Pointing records
****************************************

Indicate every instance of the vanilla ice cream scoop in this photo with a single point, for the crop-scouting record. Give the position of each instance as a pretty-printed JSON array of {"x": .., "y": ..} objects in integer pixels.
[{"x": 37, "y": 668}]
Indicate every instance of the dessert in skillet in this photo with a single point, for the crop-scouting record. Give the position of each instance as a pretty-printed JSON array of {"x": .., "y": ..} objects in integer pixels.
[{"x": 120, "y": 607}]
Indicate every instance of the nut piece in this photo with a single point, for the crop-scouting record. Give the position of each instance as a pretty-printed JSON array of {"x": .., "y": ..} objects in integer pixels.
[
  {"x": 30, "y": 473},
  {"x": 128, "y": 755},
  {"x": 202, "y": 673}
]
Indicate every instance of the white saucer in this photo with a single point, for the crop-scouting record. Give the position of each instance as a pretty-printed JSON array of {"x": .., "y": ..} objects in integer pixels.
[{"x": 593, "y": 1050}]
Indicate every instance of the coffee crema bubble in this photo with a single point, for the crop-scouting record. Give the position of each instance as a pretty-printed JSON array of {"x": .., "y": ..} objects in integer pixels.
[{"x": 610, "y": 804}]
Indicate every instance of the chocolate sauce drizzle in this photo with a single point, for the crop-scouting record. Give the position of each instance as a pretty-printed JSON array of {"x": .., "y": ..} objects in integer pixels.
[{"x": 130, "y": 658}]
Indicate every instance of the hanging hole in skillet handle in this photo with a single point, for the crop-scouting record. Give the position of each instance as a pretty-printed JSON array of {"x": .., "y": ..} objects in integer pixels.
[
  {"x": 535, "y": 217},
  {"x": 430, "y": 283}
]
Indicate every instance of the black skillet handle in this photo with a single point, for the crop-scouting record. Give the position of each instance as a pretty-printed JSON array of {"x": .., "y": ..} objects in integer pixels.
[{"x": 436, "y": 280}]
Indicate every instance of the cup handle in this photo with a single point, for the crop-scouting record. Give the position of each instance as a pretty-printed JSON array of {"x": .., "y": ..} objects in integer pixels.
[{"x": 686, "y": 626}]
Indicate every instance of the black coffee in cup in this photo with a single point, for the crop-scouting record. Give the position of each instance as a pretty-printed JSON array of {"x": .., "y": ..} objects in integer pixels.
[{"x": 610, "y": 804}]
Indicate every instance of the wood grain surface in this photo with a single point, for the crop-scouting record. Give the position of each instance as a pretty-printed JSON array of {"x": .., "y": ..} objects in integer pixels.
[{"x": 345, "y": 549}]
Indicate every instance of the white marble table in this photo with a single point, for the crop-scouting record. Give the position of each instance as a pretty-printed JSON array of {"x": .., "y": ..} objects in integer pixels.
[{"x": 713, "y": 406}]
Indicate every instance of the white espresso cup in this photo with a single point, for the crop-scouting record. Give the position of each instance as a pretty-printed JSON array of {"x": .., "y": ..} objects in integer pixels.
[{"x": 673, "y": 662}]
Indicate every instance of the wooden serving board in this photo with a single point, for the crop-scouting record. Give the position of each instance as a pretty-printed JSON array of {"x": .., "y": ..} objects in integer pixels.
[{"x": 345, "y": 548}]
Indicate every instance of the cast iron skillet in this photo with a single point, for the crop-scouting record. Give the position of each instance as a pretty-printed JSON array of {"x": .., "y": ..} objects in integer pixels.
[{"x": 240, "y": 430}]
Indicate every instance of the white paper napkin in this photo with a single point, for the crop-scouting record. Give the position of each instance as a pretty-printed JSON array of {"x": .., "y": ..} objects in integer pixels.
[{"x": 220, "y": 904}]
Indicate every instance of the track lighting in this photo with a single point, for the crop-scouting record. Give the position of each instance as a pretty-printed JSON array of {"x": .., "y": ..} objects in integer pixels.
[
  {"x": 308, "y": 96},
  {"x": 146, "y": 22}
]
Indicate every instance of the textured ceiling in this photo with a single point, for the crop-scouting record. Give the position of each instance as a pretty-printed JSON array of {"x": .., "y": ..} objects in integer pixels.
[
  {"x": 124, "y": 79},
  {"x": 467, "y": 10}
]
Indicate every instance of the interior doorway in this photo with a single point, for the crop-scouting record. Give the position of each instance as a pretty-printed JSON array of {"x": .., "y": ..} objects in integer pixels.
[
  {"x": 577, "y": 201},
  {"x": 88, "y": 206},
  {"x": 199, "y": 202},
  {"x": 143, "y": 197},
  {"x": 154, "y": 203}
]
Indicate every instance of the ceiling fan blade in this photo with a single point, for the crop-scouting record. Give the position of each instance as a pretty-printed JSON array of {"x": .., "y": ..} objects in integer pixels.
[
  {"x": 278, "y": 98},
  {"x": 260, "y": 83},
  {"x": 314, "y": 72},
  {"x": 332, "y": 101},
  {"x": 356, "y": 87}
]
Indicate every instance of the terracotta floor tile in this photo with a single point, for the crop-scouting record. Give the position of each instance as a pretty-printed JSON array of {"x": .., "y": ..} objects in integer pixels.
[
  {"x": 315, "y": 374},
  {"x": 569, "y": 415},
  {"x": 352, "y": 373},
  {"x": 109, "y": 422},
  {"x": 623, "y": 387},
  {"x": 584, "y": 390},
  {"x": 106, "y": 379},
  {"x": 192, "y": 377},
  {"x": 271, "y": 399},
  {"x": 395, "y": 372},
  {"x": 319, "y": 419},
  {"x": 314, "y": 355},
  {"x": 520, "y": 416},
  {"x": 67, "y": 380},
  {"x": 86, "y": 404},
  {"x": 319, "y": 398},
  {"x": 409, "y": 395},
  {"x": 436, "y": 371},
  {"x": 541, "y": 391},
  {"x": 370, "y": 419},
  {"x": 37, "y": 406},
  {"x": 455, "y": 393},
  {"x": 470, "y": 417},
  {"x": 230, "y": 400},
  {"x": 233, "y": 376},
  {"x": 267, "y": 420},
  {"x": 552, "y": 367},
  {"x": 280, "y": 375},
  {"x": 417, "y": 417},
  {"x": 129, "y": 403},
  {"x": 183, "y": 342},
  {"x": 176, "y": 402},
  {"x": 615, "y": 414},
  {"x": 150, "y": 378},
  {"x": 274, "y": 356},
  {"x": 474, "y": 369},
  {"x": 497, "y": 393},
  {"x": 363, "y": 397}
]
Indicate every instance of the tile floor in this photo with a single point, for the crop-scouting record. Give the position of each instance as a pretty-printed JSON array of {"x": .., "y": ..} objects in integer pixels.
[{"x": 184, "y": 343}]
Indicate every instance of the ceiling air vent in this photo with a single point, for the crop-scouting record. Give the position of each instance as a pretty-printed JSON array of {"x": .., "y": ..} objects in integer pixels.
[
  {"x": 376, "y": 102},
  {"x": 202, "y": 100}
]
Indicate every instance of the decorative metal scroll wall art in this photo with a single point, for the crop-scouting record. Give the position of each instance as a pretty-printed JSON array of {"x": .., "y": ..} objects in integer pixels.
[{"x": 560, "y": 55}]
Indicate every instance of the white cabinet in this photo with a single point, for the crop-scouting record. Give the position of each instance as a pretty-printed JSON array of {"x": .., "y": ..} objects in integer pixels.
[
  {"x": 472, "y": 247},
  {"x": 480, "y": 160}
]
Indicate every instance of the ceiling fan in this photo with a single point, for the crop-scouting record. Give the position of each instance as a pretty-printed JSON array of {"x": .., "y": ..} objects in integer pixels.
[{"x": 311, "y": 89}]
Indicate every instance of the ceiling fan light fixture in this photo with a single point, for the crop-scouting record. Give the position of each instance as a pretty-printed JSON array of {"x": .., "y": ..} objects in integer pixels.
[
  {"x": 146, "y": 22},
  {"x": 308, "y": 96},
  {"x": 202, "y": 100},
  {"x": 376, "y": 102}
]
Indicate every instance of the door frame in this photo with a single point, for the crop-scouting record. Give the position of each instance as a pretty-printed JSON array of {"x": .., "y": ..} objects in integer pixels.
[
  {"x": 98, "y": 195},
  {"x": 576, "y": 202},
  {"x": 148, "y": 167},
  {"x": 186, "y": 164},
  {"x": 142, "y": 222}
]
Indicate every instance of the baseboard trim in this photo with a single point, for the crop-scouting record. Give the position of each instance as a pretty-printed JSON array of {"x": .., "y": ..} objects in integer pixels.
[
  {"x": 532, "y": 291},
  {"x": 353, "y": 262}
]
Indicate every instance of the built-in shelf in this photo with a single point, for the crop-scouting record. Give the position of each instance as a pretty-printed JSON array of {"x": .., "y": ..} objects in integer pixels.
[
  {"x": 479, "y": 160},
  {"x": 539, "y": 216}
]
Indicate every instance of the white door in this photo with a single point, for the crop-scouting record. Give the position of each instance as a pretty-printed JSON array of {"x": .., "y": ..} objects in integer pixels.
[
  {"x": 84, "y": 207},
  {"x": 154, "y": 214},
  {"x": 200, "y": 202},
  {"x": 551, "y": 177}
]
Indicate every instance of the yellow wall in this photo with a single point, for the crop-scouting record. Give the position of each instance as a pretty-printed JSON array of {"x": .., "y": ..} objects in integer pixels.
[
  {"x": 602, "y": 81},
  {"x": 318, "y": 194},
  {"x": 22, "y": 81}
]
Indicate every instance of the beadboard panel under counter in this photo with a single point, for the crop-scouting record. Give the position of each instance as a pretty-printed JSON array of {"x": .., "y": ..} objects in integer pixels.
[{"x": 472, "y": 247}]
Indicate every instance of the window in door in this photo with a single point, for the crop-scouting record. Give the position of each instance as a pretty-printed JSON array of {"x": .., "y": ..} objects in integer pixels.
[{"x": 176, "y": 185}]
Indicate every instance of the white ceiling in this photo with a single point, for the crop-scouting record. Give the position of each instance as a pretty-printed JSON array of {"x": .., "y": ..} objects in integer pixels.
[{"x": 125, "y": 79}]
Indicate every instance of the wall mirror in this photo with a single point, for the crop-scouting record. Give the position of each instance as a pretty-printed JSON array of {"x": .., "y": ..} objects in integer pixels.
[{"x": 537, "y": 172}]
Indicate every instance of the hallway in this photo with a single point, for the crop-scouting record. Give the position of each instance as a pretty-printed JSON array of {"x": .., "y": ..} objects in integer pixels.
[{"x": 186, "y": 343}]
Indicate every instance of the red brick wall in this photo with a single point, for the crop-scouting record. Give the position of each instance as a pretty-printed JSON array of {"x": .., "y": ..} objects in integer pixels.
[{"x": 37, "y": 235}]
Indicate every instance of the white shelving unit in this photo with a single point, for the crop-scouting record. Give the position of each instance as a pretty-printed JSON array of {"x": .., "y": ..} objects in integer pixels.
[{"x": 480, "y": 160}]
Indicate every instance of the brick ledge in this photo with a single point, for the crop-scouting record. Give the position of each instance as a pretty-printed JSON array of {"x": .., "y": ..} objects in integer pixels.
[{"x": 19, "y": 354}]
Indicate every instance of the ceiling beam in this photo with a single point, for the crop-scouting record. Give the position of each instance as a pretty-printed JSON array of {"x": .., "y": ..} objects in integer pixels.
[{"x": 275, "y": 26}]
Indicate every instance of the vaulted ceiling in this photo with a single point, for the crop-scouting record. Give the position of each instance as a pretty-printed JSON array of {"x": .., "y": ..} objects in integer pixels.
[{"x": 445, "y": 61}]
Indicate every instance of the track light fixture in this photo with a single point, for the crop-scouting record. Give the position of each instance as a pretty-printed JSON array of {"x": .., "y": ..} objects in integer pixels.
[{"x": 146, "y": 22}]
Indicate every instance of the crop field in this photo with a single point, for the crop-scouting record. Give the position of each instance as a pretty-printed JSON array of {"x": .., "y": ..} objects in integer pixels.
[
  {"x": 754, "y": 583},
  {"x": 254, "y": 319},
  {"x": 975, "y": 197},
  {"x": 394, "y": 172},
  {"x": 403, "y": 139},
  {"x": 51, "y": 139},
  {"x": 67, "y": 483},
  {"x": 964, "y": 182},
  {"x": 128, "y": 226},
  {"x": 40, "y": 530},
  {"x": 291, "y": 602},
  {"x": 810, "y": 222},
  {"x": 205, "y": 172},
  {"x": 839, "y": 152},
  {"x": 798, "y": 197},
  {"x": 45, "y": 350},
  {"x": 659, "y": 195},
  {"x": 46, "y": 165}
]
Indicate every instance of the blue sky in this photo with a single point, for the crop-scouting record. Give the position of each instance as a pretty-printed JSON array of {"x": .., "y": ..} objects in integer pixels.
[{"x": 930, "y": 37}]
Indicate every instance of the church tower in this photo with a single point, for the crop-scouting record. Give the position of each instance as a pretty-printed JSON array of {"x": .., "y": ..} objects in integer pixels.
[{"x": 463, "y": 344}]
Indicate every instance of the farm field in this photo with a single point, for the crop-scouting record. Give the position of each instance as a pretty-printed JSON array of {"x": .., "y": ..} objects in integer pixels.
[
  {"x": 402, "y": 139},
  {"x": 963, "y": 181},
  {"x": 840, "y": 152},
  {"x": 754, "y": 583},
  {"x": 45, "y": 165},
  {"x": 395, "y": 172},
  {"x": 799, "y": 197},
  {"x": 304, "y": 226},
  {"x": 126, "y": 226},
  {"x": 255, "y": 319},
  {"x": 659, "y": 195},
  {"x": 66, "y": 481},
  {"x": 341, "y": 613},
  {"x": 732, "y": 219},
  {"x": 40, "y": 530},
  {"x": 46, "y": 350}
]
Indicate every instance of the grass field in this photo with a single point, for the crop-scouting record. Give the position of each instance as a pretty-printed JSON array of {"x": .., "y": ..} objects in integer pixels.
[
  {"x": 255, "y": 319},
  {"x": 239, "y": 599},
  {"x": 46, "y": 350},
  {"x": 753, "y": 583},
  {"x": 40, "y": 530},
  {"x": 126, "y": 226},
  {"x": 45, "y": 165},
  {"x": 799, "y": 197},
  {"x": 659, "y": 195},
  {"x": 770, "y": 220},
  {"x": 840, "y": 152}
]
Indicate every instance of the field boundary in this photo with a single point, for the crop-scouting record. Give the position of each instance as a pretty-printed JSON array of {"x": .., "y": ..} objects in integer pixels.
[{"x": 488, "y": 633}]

****************************************

What is needed: Starting at the line that contains "Indicate every instance of the field", retype each line through the end of the listing above and nothing else.

Worked answer:
Indicate every instance of the field boundary in this photo with a single point, for the crop-scouting record. Give the position of each instance as a pretty-printed JSON array of {"x": .., "y": ..} objects in integer pixels.
[{"x": 488, "y": 633}]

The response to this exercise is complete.